DPRK cont.

Brad De Long delong at econ.Berkeley.EDU
Wed Apr 26 15:36:00 PDT 2000



> >From *Korea's Placein the Sun. A Modern History* Bruce
>Cumings.1997.p422-7
>
>The three-year plan that began at the end of the Korean War and the
>five-year plan that succeeded it (1957-61) both stressed the
>reconstruction and development of major industries devastated by the
>war, with consumer goods left at the bottom of the regime's priorities.
>This bias toward major industries, combined with unprecedentedly large
>amounts of aid from the Soviet bloc, however, pushed the economy forward
>at world-beating growth rates in the 1950s and 1960s. DPRK industry
>grew
>at 25 percent per annum in the decade after the Korean War, accordingto
>external observers, and about 14 percent from 1965-78. Official figures
>put the average annual growth rate in industry at 41.7 percent for the
>three-year plan (1953-56) and 36.6 percent during the subsequent
>five-year plan. The First Seven-Year Plan (1961-67) projected an
>average rate of 18 percent, but stoppages of aid from the Soviet Union
>in the early 1960s (owing to DPRK support for China in the Sino-Soviet
>dispute) caused the plan to be extended for three years. Still, for two
>decades after the Korean War the North's growth far outdistanced the
>South's, striking fear into the hearts of American officials, who
>wondered if Seoul would ever get off the mark.
>
> By the early 1970s the DPRK clearly had exhausted the extensive
>development of its industry based on its own or prewar Japanese or new
>Soviet technologies, and it therefore turned to the West and Japan to
>purchase turnkey plants. These included a French petrochemical complex
>in 1971, a cement plant in 1973, and in 1977 a request that Japan sell
>an integrated steel mill to P'y6ngyang (which was denied).

Something is wrong here: cement, petrochemicals, and steel are second-industrial-revolution technologies; it is very difficult to see how the growth rates claimed for the 1950s and 1960s are compatible with an inability to build cement plants, refineries, and steel mills.

_What to do_
List every economic plan named in the post on North Korean economic growth, with the years the post gives for each. The rows on this page come from a separate source, not from the post.

_Dataset content_
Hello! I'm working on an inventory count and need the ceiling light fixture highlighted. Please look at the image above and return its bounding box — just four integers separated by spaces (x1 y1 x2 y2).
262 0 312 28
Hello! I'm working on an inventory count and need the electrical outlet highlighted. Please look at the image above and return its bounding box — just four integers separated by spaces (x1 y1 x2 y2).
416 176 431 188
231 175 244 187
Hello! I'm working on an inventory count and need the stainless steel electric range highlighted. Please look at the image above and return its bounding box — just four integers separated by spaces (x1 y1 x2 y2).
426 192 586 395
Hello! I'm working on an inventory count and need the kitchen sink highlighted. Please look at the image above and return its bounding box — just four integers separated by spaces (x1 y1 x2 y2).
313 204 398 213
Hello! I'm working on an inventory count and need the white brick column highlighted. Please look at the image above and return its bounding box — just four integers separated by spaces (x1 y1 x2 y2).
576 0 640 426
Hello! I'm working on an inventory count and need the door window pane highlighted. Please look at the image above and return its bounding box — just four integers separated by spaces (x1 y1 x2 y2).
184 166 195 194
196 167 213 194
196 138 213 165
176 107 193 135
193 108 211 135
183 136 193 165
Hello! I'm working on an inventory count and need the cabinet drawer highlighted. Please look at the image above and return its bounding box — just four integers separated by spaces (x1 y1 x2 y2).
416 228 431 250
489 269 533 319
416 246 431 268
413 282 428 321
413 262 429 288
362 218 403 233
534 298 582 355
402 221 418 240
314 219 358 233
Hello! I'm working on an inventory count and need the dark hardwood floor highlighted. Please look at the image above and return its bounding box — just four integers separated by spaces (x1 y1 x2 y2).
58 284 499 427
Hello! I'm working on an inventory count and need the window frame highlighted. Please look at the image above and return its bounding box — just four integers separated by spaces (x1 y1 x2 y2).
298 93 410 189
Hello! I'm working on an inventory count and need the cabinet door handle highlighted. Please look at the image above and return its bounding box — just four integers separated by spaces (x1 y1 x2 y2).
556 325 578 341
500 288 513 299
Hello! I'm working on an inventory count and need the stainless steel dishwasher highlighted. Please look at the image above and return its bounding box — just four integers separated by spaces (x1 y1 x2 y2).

_Task answer_
- The three-year plan, 1953-56
- The five-year plan, 1957-61
- The First Seven-Year Plan, 1961-67